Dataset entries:
+++++

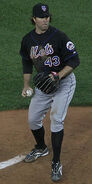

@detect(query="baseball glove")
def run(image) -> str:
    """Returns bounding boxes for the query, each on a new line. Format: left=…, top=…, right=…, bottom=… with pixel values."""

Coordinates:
left=33, top=72, right=60, bottom=94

+++++

[TASK TO COMPLETE] Beginning with the line that contains "bounding boxes for", repeat every line through the end of the records and nothing more.

[RESPONSE BOX]
    """Returns bounding boxes for the query, each on a new line. Format: left=…, top=…, right=…, bottom=… with pixel values."""

Coordinates:
left=33, top=72, right=60, bottom=94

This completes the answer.